What is required
The records below hold a stretch from the line with "pixel 160 1296" through the line with "pixel 433 199"; return exactly those lines, ends included, and nothing more.

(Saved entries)
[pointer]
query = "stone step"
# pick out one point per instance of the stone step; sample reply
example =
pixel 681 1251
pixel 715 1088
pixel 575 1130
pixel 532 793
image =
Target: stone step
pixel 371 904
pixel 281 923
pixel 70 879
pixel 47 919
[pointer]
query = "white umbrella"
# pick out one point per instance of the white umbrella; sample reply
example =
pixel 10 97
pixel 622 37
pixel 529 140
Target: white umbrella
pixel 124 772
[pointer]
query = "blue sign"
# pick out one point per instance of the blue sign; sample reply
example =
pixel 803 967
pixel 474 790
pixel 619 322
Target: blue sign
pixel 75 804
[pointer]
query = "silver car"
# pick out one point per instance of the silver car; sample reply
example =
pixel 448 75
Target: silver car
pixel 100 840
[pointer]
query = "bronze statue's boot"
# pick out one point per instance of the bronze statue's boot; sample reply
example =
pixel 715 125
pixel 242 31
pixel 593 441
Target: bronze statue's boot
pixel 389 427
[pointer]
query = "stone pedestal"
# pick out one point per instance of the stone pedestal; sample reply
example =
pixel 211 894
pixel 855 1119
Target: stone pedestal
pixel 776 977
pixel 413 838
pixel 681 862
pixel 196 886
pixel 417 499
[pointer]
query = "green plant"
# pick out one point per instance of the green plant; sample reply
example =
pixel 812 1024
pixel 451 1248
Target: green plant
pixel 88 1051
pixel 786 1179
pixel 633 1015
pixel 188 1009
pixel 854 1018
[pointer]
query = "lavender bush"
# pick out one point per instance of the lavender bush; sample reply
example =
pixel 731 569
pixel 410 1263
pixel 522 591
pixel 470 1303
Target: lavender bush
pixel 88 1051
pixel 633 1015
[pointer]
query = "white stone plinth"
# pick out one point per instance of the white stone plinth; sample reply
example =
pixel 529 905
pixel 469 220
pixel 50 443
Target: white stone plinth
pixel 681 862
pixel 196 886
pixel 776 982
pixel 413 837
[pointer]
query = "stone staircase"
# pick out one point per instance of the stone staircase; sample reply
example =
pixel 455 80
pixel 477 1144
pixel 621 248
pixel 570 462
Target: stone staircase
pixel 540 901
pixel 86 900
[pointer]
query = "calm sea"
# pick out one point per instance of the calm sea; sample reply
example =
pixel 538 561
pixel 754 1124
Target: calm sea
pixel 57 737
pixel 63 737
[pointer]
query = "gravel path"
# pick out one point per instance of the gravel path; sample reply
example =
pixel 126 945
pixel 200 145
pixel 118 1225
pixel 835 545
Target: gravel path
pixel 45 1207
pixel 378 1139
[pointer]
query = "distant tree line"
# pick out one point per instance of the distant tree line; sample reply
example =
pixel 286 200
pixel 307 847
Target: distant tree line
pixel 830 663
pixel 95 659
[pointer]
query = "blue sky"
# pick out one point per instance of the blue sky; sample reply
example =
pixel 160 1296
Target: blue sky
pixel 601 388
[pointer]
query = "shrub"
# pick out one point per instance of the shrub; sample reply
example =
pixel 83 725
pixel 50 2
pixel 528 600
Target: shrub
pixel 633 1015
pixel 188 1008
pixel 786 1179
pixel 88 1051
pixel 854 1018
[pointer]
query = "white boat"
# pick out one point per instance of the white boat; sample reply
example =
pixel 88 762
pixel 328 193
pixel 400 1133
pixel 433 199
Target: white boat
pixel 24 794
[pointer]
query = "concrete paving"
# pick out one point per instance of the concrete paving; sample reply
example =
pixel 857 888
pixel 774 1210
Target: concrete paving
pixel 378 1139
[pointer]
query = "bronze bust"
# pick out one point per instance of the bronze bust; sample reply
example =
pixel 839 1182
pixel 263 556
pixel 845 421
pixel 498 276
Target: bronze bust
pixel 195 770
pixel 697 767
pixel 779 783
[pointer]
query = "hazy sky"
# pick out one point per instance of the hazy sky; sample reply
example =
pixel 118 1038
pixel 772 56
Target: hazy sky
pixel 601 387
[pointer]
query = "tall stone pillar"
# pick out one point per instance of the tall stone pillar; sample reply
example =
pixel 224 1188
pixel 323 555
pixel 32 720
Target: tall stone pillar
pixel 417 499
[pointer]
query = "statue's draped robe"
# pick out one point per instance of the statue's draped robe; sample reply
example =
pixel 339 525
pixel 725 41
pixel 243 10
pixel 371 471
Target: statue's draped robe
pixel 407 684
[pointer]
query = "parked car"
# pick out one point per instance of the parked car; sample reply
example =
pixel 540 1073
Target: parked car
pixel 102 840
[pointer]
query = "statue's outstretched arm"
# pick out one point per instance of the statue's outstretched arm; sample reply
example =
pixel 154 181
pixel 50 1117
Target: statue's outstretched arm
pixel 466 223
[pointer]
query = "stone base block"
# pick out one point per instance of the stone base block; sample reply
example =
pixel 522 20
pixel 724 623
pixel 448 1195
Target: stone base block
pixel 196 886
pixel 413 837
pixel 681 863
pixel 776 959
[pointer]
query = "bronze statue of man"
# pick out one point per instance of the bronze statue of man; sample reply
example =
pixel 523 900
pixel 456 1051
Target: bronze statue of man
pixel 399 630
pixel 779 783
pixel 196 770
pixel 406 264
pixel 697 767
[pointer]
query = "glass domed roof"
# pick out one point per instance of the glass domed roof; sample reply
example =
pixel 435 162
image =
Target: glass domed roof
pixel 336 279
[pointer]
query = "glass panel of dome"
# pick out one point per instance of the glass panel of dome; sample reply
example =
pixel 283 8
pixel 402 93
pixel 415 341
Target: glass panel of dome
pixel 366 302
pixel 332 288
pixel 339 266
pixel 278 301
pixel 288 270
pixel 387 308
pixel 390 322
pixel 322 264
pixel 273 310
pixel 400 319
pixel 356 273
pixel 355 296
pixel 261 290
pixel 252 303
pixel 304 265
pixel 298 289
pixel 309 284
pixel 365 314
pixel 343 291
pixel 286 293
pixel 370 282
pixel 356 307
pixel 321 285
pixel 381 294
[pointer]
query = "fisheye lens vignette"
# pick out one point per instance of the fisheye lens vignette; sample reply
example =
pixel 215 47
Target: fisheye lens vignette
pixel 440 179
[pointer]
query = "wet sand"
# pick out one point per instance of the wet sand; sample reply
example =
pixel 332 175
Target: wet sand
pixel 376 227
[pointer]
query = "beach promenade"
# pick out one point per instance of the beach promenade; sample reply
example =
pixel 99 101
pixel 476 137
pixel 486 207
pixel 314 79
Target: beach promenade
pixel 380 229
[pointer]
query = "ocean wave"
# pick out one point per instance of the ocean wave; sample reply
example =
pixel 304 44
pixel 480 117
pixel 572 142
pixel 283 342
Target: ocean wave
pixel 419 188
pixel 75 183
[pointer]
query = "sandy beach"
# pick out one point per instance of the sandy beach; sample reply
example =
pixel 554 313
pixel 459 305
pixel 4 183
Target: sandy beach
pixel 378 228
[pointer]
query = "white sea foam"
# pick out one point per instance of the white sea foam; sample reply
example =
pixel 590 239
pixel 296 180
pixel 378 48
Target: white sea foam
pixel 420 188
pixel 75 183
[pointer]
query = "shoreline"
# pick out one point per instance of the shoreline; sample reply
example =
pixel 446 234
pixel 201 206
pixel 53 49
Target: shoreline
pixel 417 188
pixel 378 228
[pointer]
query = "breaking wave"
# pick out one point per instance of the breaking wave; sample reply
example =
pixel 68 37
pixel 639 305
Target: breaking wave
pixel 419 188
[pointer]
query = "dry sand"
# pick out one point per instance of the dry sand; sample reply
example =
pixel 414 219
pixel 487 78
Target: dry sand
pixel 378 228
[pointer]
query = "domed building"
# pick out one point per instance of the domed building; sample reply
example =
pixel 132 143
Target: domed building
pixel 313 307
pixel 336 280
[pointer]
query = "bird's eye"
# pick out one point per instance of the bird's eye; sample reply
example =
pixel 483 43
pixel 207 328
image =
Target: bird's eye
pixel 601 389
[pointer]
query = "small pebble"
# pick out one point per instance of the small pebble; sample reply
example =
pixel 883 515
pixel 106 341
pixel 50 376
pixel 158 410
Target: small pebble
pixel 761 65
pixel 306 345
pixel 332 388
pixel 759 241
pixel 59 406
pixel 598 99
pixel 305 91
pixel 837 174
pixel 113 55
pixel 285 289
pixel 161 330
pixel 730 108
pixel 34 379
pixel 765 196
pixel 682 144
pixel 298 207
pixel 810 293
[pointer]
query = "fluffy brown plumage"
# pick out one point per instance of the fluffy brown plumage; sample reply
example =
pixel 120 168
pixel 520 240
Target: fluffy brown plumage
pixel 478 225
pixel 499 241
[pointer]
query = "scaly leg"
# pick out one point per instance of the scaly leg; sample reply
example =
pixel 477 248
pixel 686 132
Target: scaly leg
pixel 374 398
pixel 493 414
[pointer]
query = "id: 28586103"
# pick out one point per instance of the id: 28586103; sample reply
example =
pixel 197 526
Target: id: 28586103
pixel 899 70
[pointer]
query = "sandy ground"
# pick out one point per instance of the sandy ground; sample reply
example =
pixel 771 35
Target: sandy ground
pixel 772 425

Your solution
pixel 160 1296
Target: blue sky
pixel 601 388
[pointer]
query = "shrub"
# pick out one point per instance of the shrub; sample reply
example =
pixel 83 725
pixel 50 2
pixel 528 600
Target: shrub
pixel 633 1015
pixel 188 1008
pixel 786 1179
pixel 88 1051
pixel 854 1018
[pointer]
query = "white boat"
# pick out one point per instance of the white boat; sample reply
example =
pixel 88 762
pixel 328 193
pixel 400 1133
pixel 433 199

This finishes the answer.